* Excerpted text:
◆ ◆ ◆ ◆ ◆ ◆ ◆
Postby NHJeff » Tue Mar 25, 2014 5:10 pm

Hi tntt world! I am eager to start building a TD for a summer road trip. I have 2 limitations--- I can only spend about $500 and I want to keep it under 500lbs. My wife is not sold on the idea, so hopefully I can upgrade in the future! Here are a list of ideas that I have had to cut cost and weight. Please give me your thoughts/wisdom on where I can and cannot cut corners:

Harbor Freight trailer (4' x 8')

1/2" plywood sides with 2"x 2" studs

Priming and painting the sides with traditional exterior house paint.

No insulation or interior skin.

Pressure treated plywood floor with PT 2" x 2" joists. No floor insulation or roofing tar.

FRP top without 1/8" plywood behind it. I imagine using adhesive and gasketed screws to keep it in place.

Not installing exterior corner moulding. I would overhang the FRP about 1/2" on the sides and seal the crack.

Lexan windows. I imagine framing it out and attaching hinges so it can open for ventilation. A drip moulding above it would keep the majority of the rain out.
◆ ◆ ◆ ◆ ◆ ◆ ◆
* Point labeling dataset excerpts:
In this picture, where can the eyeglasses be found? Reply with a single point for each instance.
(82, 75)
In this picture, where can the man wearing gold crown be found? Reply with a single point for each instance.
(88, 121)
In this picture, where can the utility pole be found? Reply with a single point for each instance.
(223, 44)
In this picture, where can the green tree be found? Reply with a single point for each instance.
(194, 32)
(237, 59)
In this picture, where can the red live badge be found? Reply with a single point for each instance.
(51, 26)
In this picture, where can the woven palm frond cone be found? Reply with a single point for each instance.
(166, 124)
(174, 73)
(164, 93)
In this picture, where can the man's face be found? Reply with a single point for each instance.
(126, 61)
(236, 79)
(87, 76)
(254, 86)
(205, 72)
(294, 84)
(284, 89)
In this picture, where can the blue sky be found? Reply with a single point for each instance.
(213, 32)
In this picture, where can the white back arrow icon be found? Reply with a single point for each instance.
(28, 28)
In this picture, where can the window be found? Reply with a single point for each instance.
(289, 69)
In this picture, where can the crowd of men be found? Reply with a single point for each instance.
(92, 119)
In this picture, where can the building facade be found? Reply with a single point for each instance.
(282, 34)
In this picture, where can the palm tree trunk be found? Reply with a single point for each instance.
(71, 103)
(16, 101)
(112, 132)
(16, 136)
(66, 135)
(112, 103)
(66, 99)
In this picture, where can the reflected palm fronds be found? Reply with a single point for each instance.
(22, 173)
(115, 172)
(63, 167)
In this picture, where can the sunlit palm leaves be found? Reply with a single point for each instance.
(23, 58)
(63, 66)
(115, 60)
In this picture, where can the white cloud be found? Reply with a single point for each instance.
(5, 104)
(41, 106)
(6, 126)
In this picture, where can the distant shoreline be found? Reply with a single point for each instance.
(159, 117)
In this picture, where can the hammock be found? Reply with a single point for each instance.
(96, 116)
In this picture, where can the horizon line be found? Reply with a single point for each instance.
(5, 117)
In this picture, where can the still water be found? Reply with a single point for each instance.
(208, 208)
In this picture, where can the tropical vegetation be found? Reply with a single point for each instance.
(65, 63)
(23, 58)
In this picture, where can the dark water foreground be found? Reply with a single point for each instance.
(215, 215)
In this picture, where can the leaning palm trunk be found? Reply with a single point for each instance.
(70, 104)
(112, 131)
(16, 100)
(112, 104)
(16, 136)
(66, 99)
◆ ◆ ◆ ◆ ◆ ◆ ◆
* Things to do:
• A. In the trailer-build post, shorten the paragraph beginning "Hi tntt world!" and keep its main facts.
• B. Carry on the trailer-build post from its last line.
The items are separate material with no connection to the trailer-build post.

* Answers to the exercise:
• A. The writer wants to build a TD for a summer road trip with two limits: a budget of about $500 and a weight under 500 lbs. Since the writer's wife isn't sold on the idea, an upgrade may come later. The writer lists ideas for cutting cost and weight and asks where corners can and cannot be cut.

• B.
Building my own doors. Once again I would install drip moulding above and drip edge around the door opening to keep out most of the rain.


Obviously I am anticipating a bear-bones build. In the future I could install insulation, interior skin, re-skin the outside, add a well-built door, install better windows, etc. I hope that I can have a trailer the is as waterproof as a good tent (which is not perfectly water tight). My wife wants to tent everywhere we go, and I want to not have the hassle as well as bring a mattress that will be comfortable. Unfortunately, spending even $500 is hard for us, or else I would build it the "right way" the first time.

I look forward to hearing your suggestions! Thanks in advanced for any ideas you can give me.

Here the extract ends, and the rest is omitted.